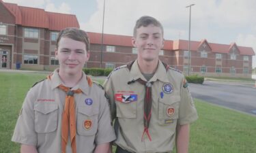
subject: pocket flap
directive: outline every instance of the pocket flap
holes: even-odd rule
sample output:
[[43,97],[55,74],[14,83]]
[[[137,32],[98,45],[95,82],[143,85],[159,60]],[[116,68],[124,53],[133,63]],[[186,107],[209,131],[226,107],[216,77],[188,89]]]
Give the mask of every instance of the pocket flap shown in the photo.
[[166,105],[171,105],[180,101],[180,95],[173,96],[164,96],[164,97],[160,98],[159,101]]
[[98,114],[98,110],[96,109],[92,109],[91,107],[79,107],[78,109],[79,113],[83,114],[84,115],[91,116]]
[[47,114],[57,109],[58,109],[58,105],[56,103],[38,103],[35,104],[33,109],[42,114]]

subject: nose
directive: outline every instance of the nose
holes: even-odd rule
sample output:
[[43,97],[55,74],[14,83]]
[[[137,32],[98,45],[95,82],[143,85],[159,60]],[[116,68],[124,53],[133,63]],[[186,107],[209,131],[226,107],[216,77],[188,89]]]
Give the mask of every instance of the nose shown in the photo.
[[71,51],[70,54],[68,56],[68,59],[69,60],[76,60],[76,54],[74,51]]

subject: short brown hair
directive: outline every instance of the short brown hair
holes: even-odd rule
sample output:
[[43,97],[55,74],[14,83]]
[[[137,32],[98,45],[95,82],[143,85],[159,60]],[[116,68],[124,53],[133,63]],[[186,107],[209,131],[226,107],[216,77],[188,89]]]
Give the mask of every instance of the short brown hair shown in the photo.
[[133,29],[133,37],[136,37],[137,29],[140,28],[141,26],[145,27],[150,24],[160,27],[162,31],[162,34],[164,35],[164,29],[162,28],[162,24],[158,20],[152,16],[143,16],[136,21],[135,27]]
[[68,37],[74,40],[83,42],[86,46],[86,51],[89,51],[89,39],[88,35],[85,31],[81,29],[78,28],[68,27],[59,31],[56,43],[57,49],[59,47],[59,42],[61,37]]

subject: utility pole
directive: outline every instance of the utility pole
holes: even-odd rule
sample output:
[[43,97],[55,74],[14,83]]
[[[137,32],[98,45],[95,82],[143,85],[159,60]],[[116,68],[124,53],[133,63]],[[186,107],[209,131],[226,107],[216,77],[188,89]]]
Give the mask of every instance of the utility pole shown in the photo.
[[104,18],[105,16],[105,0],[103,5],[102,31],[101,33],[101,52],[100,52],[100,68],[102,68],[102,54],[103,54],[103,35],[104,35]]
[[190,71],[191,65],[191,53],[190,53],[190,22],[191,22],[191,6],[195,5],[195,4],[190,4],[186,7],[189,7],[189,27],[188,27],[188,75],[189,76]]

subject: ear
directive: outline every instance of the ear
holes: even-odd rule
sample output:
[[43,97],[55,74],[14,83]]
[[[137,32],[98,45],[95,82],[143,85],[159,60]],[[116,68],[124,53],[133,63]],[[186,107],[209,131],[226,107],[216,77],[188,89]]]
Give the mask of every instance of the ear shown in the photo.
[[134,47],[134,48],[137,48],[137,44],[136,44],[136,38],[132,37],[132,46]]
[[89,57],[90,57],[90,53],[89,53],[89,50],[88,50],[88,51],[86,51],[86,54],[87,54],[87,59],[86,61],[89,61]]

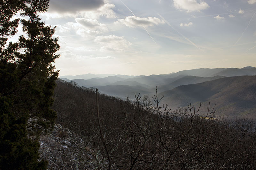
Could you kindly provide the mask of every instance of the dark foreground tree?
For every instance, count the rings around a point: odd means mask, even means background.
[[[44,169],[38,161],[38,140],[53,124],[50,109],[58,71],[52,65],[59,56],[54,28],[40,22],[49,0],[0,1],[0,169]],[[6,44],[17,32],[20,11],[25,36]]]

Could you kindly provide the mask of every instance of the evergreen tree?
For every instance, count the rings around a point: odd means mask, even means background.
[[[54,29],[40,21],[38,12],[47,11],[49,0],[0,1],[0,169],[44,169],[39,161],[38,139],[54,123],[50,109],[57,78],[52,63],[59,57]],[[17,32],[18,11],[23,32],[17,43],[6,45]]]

────────────────

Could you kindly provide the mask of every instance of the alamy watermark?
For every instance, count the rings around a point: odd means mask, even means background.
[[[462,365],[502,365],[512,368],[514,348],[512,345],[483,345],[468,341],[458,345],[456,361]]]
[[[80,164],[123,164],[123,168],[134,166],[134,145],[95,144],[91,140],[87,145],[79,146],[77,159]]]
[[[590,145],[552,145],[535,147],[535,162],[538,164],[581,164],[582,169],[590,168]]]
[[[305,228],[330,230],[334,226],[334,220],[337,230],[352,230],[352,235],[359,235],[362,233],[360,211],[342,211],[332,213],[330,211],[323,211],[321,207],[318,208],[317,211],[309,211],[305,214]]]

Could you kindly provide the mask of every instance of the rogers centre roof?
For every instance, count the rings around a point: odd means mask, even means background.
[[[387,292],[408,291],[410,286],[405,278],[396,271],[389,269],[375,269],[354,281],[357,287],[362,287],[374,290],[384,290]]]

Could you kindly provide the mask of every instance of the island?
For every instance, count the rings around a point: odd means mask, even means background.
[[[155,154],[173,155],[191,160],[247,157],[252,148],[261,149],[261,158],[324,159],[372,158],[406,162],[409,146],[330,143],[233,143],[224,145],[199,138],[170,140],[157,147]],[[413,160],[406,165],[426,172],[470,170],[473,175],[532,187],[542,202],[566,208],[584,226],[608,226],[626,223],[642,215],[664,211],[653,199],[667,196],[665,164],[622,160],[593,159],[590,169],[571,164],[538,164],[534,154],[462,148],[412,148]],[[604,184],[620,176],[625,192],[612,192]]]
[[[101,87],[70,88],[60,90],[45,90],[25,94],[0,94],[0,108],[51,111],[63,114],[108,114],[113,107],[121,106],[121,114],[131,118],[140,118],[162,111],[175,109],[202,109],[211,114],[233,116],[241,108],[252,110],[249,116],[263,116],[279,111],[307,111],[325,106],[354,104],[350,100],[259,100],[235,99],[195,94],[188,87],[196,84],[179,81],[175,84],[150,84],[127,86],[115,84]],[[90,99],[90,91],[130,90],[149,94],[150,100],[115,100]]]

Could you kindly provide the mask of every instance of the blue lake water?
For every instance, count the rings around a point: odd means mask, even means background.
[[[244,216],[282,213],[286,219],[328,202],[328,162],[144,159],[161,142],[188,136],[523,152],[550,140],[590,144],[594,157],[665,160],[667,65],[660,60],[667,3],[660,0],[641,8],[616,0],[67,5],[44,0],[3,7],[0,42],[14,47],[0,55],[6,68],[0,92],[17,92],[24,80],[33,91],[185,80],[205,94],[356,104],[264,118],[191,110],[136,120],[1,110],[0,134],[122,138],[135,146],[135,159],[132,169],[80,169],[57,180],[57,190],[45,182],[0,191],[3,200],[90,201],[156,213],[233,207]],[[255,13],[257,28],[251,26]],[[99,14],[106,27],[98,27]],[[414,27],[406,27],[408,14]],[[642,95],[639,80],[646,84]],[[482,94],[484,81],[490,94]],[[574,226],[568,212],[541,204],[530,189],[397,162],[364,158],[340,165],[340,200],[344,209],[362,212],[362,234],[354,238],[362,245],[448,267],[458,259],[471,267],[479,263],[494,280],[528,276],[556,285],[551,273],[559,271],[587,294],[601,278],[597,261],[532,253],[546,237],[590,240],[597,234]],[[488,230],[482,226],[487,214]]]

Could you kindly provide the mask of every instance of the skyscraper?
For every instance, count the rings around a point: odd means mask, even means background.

────────────────

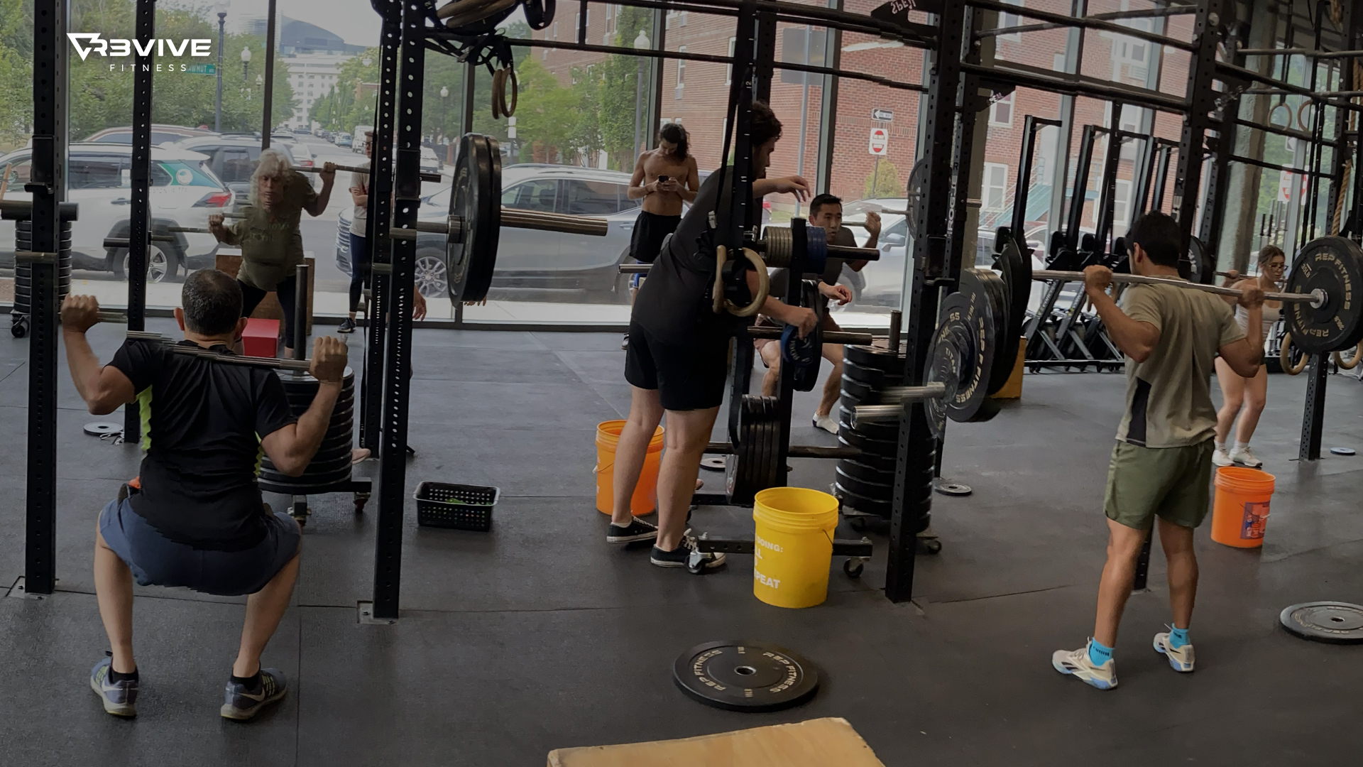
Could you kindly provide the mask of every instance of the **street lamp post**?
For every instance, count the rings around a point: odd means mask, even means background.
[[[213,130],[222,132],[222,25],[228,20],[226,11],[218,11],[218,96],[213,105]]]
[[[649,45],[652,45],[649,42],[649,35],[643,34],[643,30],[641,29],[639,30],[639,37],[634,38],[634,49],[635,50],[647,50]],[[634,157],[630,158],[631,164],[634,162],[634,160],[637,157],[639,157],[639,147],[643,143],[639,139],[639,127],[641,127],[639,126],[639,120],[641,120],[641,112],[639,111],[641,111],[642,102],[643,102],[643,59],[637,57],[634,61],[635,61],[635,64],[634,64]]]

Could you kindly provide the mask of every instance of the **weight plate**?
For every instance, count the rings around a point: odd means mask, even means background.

────────────────

- [Goal of the exercise]: Pick out every line in the material above that contains the word "pole" and copy each of those lines in full.

- [Written response]:
subject: utility pole
directive: outline every instance of the utility pole
Give the mask of every instance of the utility pole shown in the photo.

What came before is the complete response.